* _Work instructions_:
In these rows, switch every "green cushion" to "striped pillow" and leave everything else unchanged.

* _Dataset_:
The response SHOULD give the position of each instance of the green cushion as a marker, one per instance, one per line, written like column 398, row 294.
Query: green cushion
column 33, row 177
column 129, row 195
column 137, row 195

* _Answer for this exercise_:
The response SHOULD give the position of each instance of the striped pillow as a marker, one per instance, one per line, written like column 398, row 294.
Query: striped pillow
column 33, row 177
column 129, row 195
column 137, row 195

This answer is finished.